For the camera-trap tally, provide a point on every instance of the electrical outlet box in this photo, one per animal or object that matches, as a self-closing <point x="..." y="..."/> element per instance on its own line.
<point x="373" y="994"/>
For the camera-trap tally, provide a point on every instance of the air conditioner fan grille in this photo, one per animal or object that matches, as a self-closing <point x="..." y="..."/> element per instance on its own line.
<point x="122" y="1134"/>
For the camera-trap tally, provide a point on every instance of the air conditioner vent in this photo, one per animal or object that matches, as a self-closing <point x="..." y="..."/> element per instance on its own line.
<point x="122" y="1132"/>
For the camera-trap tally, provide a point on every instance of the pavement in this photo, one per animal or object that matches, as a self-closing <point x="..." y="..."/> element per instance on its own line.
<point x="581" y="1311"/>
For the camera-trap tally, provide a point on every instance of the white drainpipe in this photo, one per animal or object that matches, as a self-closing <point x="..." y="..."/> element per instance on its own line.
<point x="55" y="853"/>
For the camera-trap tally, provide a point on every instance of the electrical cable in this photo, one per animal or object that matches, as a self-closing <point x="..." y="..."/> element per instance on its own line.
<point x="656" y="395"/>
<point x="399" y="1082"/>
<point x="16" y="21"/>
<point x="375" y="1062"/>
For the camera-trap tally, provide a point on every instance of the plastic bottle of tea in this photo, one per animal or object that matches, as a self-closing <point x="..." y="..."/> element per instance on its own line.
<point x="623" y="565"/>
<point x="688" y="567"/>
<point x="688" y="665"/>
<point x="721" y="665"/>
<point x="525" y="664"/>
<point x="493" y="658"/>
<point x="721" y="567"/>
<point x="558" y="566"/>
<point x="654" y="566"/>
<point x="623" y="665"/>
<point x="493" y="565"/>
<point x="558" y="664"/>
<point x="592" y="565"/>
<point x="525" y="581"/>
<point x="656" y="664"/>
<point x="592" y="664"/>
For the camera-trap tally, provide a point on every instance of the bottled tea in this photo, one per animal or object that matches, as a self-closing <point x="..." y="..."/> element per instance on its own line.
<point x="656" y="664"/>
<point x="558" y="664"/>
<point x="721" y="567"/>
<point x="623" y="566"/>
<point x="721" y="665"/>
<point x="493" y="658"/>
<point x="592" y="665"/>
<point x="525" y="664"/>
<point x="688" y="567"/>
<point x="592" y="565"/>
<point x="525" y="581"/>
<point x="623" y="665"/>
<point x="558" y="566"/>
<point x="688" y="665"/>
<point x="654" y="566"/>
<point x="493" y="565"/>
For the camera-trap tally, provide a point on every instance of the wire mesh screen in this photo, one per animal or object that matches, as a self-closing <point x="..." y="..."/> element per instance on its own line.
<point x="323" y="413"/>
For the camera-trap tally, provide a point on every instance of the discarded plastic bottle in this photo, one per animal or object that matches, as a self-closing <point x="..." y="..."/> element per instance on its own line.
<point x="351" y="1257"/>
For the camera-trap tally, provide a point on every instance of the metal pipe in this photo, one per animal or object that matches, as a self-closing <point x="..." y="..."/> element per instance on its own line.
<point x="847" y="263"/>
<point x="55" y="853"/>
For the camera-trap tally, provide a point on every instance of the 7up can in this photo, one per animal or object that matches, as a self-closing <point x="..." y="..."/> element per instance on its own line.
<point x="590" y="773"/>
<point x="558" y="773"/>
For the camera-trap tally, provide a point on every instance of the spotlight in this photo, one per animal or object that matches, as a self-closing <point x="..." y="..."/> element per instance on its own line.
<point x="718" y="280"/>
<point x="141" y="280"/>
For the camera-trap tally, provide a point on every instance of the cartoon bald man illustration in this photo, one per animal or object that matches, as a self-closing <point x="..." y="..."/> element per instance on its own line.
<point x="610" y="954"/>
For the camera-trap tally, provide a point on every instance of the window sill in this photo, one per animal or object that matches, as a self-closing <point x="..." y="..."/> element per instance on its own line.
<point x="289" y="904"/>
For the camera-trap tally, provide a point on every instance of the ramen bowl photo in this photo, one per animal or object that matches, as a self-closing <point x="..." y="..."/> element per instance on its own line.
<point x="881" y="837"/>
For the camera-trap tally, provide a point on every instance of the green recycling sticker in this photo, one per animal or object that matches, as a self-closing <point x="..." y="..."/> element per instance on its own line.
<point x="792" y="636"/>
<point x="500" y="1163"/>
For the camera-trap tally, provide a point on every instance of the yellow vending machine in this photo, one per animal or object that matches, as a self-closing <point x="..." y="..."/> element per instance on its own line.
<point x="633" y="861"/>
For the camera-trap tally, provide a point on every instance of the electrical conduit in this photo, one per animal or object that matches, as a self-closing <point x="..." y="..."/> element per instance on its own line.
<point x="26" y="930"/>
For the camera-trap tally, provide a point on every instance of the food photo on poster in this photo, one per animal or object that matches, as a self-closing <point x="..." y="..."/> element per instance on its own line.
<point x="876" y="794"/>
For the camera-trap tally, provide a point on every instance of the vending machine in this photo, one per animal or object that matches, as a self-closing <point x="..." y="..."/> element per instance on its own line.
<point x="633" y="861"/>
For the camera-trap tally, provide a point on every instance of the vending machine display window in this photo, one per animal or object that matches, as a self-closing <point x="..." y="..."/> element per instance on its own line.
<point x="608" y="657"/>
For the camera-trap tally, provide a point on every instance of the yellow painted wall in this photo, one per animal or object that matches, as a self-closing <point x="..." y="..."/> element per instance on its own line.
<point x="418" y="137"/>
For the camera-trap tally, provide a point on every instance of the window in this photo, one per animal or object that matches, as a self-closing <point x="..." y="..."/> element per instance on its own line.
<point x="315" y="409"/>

※ ※ ※

● **What the exercise asks**:
Transcribe the whole listing word for word.

● **Answer space**:
For the camera-trap tally, provide a point on every instance of the electrical outlet box in this photo, one per animal or object that matches, as a self-closing <point x="..." y="..."/> element per instance on its own line.
<point x="373" y="994"/>
For the camera-trap tally, provide a point on every instance of the air conditioner fan grille in this photo, one per animal or object that matches, as a self-closing <point x="..." y="..."/> element per instance on its own line.
<point x="122" y="1134"/>
For the camera-trap tally, provide a point on every instance of the air conditioner vent in this photo, one per animal or object that matches, as a self-closing <point x="..." y="..."/> element per instance on its own line.
<point x="122" y="1132"/>
For the camera-trap tally, provide a point on every instance of the pavement in this photo, one per animal or object that matches, as a self-closing <point x="..." y="..."/> element per instance on its own line.
<point x="581" y="1311"/>
For the camera-trap tally, provide a point on every instance of the white drainpipe in this photo, one per animal or object that matches, as a self-closing <point x="..." y="..."/> element per instance on its own line.
<point x="55" y="853"/>
For the camera-trap tally, provide a point on every instance of the electrical cable in this photo, one per animal or object that matches, as a self-closing <point x="..." y="..."/> element per instance on its own line.
<point x="656" y="395"/>
<point x="399" y="1082"/>
<point x="16" y="21"/>
<point x="375" y="1062"/>
For the camera-trap tally, provide a point on every instance of the plastic bottle of tea in this photo, one per animal or object that matches, as a self-closing <point x="..." y="..."/> element per instance on its own line.
<point x="623" y="565"/>
<point x="688" y="567"/>
<point x="688" y="665"/>
<point x="721" y="665"/>
<point x="525" y="664"/>
<point x="493" y="658"/>
<point x="721" y="567"/>
<point x="558" y="566"/>
<point x="654" y="566"/>
<point x="623" y="665"/>
<point x="493" y="565"/>
<point x="558" y="664"/>
<point x="592" y="565"/>
<point x="525" y="581"/>
<point x="656" y="664"/>
<point x="592" y="664"/>
For the camera-trap tally, provide a point on every instance of the bottled tea in this photo, one per animal or object that matches, as a self-closing <point x="..." y="..."/> element per instance on its own line.
<point x="656" y="664"/>
<point x="558" y="664"/>
<point x="721" y="567"/>
<point x="623" y="566"/>
<point x="721" y="665"/>
<point x="493" y="658"/>
<point x="592" y="665"/>
<point x="525" y="664"/>
<point x="688" y="567"/>
<point x="592" y="565"/>
<point x="525" y="581"/>
<point x="623" y="665"/>
<point x="558" y="566"/>
<point x="688" y="665"/>
<point x="654" y="566"/>
<point x="493" y="565"/>
For the camera-trap tally, provide a point on every instance of the wire mesh screen in this photo, one per animal or object that matches, as a self-closing <point x="..." y="..."/> element per instance on its own line.
<point x="323" y="413"/>
For the camera-trap tally, provide a point on every instance of the discarded plastic bottle in this photo, one per animal or object that matches, as a self-closing <point x="..." y="..."/> element per instance on its own line.
<point x="351" y="1257"/>
For the camera-trap tally, provide a point on every instance of the metal pipe in this photo, one per animal or object that matches, as a self-closing <point x="..." y="..."/> element per instance on its own line.
<point x="847" y="263"/>
<point x="55" y="853"/>
For the camera-trap tally, provide a point on every instance of the 7up can in this photo, one per animal or object that matches, as a self-closing <point x="..." y="..."/> element per instance on its own line.
<point x="590" y="773"/>
<point x="558" y="773"/>
For the camera-trap tally, provide a point on every instance of the spotlight in this photo, one per animal or object that matches, as a self-closing <point x="..." y="..."/> element per instance on its own line.
<point x="718" y="280"/>
<point x="141" y="280"/>
For the camera-trap tally, provide a point on every instance of the cartoon bald man illustration in this photo, one per animal or object that matches, as a self-closing <point x="..." y="..."/> element per instance on its own line.
<point x="610" y="954"/>
For the camera-trap tally, provide a point on every instance of the window sill in this photo, one per animal or object that matches, as a self-closing <point x="..." y="..."/> element per instance on its own line.
<point x="289" y="904"/>
For the camera-trap tally, provide a point on every instance of the ramen bowl photo in this photo, one per animal or object that matches, as a self-closing <point x="..." y="..."/> element per instance on its own line.
<point x="881" y="837"/>
For the camera-trap tally, provide a point on every instance of the green recycling sticker in this photo, one per animal or object that matches, as a self-closing <point x="..." y="..."/> element per instance on its own line.
<point x="792" y="636"/>
<point x="500" y="1163"/>
For the camera-trap tally, provide a point on every instance of the yellow vending machine in this photo, one per animal or object that matches, as a self-closing <point x="..." y="..."/> element per instance on its own line.
<point x="633" y="861"/>
For the camera-trap tally, provide a point on every instance of the electrical conduit in this photo, one per animal or object that matches, as a self-closing <point x="..." y="..."/> element per instance on its own line.
<point x="26" y="930"/>
For the camera-trap tally, provide a point on every instance of the food photo on poster in this photo, one per animal or object that matches, as a self-closing <point x="..." y="..."/> element per instance on its own line.
<point x="876" y="794"/>
For the camera-trap tally, provide a point on every instance of the vending machine in this photo, one per animal or object that matches, as a self-closing <point x="..." y="..."/> element per instance on its own line.
<point x="633" y="861"/>
For the camera-trap tally, provide a point on every instance of the vending machine display window in this photo, one per animal or object that matches, as a self-closing <point x="..." y="..."/> element per instance on its own line.
<point x="608" y="657"/>
For the camera-trap tally, provide a point on every instance of the yellow painted wall in this photo, one per animal or object that matches, as a self-closing <point x="..." y="..."/> element per instance on its own line.
<point x="418" y="137"/>
For the camera-trap tally, provide a point on every instance of the window in this photo, one per animal or object that matches, as a self-closing <point x="..." y="..."/> element per instance on its own line.
<point x="315" y="409"/>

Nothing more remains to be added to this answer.